• WORK INSTRUCTIONS: In the records below, pick out all lines containing the word "drip".

Referring expression pointing data:

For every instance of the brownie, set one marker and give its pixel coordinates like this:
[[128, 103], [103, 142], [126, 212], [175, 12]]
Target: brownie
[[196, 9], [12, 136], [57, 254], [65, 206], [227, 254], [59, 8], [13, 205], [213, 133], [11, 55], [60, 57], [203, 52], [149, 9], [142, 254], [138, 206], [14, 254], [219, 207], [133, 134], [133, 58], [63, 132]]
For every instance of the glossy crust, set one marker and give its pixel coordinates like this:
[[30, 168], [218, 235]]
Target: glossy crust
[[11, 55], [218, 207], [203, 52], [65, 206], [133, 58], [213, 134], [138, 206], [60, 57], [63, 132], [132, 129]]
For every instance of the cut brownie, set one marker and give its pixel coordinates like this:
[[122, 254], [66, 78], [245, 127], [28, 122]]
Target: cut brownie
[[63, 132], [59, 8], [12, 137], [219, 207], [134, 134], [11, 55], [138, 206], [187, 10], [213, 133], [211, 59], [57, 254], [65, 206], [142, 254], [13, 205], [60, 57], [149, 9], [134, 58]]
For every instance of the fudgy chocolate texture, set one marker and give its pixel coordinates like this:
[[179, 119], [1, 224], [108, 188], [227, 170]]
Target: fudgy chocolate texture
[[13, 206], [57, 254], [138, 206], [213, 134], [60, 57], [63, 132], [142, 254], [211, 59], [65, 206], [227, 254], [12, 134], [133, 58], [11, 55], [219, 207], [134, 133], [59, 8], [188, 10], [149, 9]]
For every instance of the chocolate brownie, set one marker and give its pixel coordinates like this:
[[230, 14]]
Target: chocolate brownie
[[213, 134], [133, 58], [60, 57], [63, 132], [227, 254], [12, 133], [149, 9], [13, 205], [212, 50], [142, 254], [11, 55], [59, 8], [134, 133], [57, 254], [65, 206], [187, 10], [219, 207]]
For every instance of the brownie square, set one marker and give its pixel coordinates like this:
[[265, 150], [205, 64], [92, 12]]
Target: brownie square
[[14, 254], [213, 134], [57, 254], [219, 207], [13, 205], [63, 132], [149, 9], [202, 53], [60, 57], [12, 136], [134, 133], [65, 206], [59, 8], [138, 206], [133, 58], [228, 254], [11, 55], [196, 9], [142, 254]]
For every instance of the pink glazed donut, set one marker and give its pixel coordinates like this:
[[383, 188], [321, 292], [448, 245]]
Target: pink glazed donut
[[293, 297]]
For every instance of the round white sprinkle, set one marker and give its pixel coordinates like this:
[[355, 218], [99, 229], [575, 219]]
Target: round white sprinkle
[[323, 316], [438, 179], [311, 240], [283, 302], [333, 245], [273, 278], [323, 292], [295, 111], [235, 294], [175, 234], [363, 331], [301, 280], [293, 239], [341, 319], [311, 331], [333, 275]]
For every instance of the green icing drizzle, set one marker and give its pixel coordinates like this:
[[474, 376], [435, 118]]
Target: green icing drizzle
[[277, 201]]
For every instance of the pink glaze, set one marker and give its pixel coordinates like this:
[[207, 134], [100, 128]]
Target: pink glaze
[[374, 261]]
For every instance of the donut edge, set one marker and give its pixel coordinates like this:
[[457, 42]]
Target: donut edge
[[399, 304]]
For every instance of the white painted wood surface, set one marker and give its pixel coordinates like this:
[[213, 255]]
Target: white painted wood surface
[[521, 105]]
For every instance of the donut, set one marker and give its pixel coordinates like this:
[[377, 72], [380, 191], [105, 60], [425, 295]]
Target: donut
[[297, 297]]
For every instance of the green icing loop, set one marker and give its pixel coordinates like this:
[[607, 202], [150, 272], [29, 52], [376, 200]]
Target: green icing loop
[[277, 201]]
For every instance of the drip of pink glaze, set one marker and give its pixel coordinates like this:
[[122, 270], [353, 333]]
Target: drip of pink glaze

• RESPONSE AREA:
For every instance of the drip of pink glaze, set one marker and give its pixel coordinates like this:
Target: drip of pink glaze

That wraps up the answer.